Une version contredite par plusieurs sources, y compris militaires, selon lesquelles le groupe ciblé était suivi depuis plusieurs jours. Selon ces sources, la présence de Baye Ag Bakabo, considéré comme une cible prioritaire, était bel et bien connue.
Les demandes de précisions de RFI sur la manière dont Baye Ag Bakabo aurait été identifié après coup sont restées sans réponse. L’état-major français des armées invoquant « le niveau de confidentialité touchant cette action. »
Lorsqu’elle en a fait l’annonce, la ministre française des Armées Florence Parly a déclaré que la mort de Baye Ag Bakabo « met[tait] fin à une longue attente ». Quelques jours plus tard, l’Association des amis de Ghislaine Dupont et Claude Verlon déplorait au contraire sa mort, qui empêchait « la vérité d’un procès » : « Nous attendions la justice, pas la vengeance. »
Avec la disparition de Baye Ag Bakabo, il ne reste désormais plus qu’un membre du commando susceptible de parler.

Entrées enregistrées

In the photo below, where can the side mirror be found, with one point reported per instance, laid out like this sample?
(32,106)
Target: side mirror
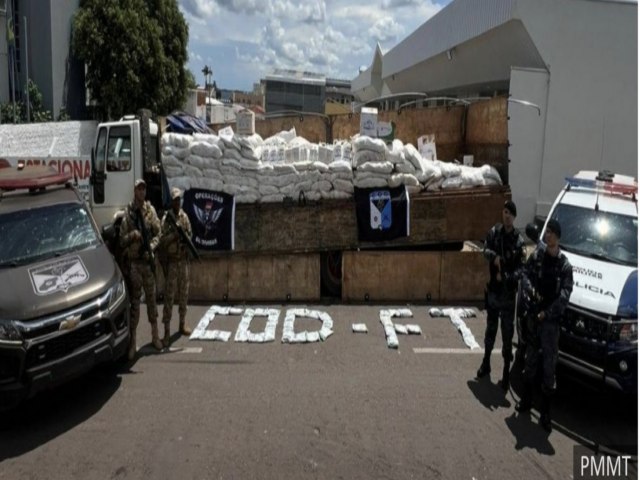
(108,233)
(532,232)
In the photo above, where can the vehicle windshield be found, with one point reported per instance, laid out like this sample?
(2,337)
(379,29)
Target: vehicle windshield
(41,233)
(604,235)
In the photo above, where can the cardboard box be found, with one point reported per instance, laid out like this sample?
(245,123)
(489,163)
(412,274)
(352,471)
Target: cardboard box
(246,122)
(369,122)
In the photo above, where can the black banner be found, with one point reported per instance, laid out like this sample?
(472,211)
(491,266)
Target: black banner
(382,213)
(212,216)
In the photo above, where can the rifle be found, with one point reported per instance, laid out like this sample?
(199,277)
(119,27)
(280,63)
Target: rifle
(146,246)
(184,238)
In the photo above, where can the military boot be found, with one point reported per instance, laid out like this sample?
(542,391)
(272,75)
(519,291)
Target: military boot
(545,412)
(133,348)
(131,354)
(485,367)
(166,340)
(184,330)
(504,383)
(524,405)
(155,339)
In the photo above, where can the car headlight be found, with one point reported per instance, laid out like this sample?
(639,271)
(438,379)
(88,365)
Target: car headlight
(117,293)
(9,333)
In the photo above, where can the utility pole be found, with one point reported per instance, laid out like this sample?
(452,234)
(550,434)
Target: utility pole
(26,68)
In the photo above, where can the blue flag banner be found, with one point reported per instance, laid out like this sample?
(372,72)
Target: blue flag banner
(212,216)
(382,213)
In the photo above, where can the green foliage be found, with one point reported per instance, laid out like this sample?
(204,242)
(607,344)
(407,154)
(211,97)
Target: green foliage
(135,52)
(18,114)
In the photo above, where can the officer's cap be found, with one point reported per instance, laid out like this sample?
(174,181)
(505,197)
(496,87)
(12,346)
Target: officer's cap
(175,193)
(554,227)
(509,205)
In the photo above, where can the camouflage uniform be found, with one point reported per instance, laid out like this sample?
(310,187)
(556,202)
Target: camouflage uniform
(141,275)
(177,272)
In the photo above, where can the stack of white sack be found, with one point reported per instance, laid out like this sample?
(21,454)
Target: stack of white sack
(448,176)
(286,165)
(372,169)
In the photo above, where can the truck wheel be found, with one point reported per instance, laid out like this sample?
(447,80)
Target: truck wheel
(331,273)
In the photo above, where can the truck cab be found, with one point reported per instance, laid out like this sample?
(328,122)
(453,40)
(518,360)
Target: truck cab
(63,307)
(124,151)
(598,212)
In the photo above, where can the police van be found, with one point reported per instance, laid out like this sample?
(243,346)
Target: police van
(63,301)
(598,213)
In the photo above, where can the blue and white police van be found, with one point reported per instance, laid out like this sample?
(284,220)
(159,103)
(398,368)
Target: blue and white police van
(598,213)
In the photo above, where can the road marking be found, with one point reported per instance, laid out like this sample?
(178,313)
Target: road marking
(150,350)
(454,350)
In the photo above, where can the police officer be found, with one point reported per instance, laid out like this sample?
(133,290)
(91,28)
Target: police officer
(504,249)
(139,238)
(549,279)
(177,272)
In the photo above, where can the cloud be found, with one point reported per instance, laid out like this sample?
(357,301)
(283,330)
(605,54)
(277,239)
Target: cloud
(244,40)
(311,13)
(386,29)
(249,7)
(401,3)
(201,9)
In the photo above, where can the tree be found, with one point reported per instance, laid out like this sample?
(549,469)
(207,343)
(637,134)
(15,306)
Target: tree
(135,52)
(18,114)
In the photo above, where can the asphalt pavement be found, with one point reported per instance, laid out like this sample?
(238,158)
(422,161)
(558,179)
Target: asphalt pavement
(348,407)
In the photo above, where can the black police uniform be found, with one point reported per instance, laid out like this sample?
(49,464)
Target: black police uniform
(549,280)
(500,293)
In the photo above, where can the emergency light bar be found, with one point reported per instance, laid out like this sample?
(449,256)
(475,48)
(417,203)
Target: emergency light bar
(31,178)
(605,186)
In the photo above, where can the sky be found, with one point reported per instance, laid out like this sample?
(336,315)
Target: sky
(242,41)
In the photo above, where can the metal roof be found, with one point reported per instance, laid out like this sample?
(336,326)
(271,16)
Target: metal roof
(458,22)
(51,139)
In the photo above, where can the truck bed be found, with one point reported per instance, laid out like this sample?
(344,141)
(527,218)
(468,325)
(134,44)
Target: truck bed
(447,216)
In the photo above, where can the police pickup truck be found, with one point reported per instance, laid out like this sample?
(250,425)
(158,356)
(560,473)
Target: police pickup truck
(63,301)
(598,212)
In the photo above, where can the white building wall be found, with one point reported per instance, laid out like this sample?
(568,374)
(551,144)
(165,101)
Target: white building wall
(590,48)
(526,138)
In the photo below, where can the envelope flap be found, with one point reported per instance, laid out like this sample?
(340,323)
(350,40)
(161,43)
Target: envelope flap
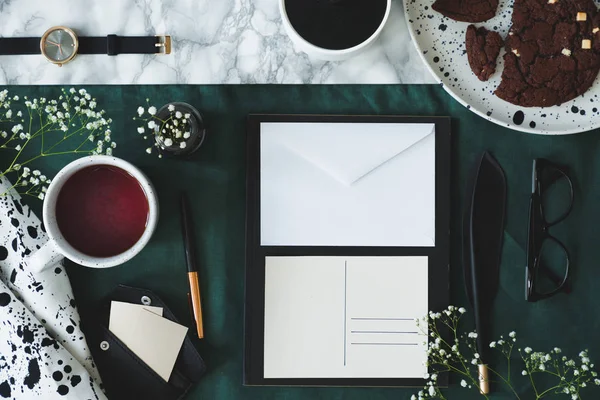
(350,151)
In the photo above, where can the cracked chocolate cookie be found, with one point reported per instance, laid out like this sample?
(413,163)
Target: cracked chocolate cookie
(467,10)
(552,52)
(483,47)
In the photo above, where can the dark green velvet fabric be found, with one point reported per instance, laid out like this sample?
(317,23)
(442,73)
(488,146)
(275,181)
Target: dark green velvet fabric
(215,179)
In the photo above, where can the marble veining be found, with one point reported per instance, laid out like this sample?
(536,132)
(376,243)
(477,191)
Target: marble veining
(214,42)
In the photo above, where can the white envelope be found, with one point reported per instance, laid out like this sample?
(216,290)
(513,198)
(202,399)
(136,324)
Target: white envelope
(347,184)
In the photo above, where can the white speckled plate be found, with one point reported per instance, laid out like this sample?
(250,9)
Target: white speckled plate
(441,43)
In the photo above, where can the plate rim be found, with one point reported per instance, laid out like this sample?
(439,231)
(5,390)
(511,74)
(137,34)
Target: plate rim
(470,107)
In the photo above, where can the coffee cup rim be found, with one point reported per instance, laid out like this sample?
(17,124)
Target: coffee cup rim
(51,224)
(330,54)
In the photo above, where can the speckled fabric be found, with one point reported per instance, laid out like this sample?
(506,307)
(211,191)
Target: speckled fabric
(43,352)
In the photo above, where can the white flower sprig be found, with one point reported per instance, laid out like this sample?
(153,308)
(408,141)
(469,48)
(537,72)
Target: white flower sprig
* * *
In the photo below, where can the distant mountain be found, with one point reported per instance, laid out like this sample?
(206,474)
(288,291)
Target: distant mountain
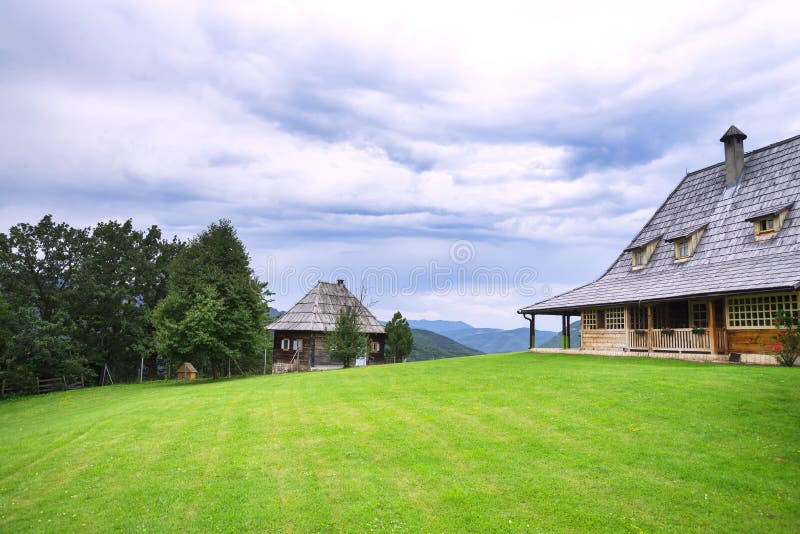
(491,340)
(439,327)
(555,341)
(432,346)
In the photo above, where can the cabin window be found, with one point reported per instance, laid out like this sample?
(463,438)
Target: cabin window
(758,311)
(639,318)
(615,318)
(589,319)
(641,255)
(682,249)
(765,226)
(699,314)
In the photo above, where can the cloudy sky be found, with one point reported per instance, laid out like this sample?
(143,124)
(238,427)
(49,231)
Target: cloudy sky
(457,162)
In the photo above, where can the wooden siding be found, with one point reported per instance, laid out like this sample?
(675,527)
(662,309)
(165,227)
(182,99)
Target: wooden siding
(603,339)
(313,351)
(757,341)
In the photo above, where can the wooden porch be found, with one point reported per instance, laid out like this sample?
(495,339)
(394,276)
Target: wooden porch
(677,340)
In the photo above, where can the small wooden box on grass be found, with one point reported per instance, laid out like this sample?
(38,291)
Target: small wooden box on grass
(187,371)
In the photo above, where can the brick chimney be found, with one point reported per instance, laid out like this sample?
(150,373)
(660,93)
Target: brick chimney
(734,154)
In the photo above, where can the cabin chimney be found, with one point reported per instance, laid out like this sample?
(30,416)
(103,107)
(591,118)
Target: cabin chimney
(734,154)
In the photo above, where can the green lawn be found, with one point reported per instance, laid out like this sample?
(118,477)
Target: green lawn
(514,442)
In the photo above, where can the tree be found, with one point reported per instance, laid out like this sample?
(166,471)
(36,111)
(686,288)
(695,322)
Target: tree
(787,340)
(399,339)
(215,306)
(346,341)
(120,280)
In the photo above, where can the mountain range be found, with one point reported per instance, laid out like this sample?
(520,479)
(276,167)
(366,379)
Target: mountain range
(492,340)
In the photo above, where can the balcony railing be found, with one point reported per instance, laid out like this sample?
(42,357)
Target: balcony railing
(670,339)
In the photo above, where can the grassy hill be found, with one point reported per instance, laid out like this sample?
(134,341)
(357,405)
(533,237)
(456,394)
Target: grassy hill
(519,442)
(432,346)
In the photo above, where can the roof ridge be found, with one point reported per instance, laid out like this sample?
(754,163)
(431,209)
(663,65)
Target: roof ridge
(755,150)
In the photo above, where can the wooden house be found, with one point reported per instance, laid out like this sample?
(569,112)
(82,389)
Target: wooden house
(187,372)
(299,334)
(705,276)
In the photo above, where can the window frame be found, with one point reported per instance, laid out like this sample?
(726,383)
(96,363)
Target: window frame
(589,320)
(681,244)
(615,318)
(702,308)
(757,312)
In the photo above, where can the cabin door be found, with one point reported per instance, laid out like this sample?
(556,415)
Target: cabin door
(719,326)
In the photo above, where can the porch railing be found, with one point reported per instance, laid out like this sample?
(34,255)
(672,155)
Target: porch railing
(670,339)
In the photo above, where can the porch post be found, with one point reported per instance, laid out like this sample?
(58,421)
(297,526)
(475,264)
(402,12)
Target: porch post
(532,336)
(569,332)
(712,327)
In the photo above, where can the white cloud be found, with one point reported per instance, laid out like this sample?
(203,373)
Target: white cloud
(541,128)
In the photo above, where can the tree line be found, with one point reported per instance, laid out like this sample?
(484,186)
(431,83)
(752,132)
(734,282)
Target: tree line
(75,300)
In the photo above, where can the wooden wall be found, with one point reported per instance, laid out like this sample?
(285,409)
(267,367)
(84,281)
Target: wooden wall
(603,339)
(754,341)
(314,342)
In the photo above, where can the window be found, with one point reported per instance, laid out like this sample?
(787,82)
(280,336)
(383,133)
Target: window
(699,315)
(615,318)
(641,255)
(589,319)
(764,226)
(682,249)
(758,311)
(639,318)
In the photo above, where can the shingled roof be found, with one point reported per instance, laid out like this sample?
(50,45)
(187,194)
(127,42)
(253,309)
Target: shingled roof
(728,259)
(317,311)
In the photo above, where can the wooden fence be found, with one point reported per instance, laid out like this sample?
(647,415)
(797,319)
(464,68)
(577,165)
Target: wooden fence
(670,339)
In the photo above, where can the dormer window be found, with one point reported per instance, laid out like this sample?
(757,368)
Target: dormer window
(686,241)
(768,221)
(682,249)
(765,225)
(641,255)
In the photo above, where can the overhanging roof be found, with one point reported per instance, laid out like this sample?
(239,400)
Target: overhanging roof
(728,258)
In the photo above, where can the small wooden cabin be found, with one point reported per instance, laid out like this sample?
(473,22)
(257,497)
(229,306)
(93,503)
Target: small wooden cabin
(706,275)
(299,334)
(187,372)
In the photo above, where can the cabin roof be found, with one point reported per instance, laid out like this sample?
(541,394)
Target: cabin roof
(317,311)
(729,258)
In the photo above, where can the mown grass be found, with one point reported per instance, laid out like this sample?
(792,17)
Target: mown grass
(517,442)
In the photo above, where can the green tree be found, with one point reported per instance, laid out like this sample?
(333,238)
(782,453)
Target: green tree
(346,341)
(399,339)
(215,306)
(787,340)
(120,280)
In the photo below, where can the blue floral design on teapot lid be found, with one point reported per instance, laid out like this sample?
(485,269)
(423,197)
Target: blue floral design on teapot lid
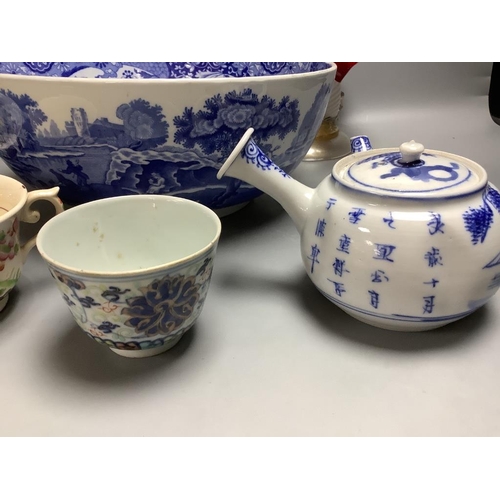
==
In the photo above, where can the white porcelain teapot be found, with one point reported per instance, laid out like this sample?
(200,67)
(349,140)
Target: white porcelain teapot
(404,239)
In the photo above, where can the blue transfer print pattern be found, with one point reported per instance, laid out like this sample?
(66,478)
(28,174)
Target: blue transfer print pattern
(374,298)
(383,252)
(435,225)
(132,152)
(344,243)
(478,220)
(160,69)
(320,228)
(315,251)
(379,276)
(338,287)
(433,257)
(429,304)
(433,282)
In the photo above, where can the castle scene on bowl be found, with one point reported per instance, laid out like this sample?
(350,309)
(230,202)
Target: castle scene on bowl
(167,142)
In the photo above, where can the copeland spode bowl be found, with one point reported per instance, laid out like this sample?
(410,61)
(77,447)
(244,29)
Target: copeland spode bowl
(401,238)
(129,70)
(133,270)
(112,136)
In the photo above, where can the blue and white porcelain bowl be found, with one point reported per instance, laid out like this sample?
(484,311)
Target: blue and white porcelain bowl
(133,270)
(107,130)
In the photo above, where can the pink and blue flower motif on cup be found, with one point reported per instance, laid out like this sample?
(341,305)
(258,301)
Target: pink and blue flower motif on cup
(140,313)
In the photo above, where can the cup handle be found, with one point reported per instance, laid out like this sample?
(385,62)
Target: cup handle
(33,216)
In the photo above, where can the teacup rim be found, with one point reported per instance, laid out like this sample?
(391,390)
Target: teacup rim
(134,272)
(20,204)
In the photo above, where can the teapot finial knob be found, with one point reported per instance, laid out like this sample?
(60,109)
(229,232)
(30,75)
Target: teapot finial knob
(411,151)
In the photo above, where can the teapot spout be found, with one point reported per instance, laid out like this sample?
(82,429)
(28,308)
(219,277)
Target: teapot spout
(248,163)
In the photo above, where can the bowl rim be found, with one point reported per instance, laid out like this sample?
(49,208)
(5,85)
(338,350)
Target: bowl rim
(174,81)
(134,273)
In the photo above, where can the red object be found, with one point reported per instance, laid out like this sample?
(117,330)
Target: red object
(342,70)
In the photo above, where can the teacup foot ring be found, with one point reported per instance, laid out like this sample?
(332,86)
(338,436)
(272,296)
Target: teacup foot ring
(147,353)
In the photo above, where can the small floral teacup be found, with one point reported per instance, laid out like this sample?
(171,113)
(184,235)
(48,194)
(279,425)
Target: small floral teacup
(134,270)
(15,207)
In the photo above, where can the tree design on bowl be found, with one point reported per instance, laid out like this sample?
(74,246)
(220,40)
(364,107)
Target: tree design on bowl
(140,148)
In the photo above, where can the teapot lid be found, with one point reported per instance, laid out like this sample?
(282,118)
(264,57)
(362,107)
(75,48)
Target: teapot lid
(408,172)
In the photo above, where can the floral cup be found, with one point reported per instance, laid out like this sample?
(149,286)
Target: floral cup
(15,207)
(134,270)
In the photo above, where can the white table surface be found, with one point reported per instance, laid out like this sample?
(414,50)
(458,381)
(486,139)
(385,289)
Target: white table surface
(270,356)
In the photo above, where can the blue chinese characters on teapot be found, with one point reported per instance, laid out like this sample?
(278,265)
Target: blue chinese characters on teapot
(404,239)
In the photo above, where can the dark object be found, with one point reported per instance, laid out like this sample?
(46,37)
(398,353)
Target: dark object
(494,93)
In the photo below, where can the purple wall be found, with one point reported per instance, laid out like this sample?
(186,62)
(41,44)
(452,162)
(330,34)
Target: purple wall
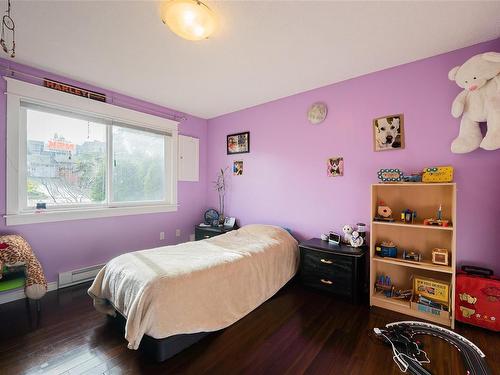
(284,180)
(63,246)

Liste des tâches >>
**a.** Restituez mot pour mot le passage de l'extrait sur la mort de Baye Ag Bakabo qui va de « Les demandes de » jusqu'à « susceptible de parler. ».
**b.** D'après l'extrait sur la mort de Baye Ag Bakabo, quelle raison l'état-major français des armées a-t-il invoquée pour ne pas répondre aux demandes de précisions de RFI ?
**c.** Rédigez la suite de l'extrait sur la mort de Baye Ag Bakabo, en commençant après sa dernière phrase.

Vos réponses écrites >>
**a.**
Les demandes de précisions de RFI sur la manière dont Baye Ag Bakabo aurait été identifié après coup sont restées sans réponse. L’état-major français des armées invoquant « le niveau de confidentialité touchant cette action. »
Lorsqu’elle en a fait l’annonce, la ministre française des Armées Florence Parly a déclaré que la mort de Baye Ag Bakabo « met[tait] fin à une longue attente ». Quelques jours plus tard, l’Association des amis de Ghislaine Dupont et Claude Verlon déplorait au contraire sa mort, qui empêchait « la vérité d’un procès » : « Nous attendions la justice, pas la vengeance. »
Avec la disparition de Baye Ag Bakabo, il ne reste désormais plus qu’un membre du commando susceptible de parler.

**b.** Il a invoqué « le niveau de confidentialité touchant cette action ».

**c.**
Hamadi Ag Mohamed n’est « que » son vrai nom. Car il en utilise d’autres : Hamadi Ag Talta, Abou Naghima ou encore Abou Mouzer, selon des informations collectées par les services français de renseignement, qui notent également que l’homme est réputé « pour son rigorisme religieux ».
En 2013, Hamadi Ag Mohamed est, comme les trois autres membres du commando qui a assassiné Ghislaine Dupont et Claude Verlon, combattant de la katiba Youssef bin Tachfin, affiliée à al-Qaïda au Maghreb islamique et dirigée par Seidane Ag Hitta. Seidane est depuis devenu l’un des bras droits d’Iyad Ag Ghaly, chef du Groupe de soutien à l’islam et aux musulmans. Et Hamadi Ag Mohamed aurait, lui aussi, pris du galon.
Si son nom n’évoque rien à beaucoup d’interlocuteurs pourtant très renseignés, plusieurs sources locales contactées par RFI, dont certaines proches des groupes jihadistes, expliquent qu’Hamadi Ag Mohamed travaillerait toujours avec Seidane Ag Hitta et qu’il serait également devenu « un homme de confiance » d’Iyad. « Il ne dure jamais au même endroit », explique-t-on, mais « il est fréquemment entre Tinzaouatine en Algérie et Intibzaz », une localité située à la limite des régions de Kidal et de Gao, d’où ce Touareg, de fraction Ibilbitiyane par son père et Imghad par sa mère, est en fait originaire. Et où se trouveraient toujours les deux femmes auxquelles il est marié.
Le général Moussa Diawara un témoin clé ?
Un homme intéresse particulièrement les parties civiles. Il s’agit de Moussa Diawara, chef des services de renseignements maliens à l’époque.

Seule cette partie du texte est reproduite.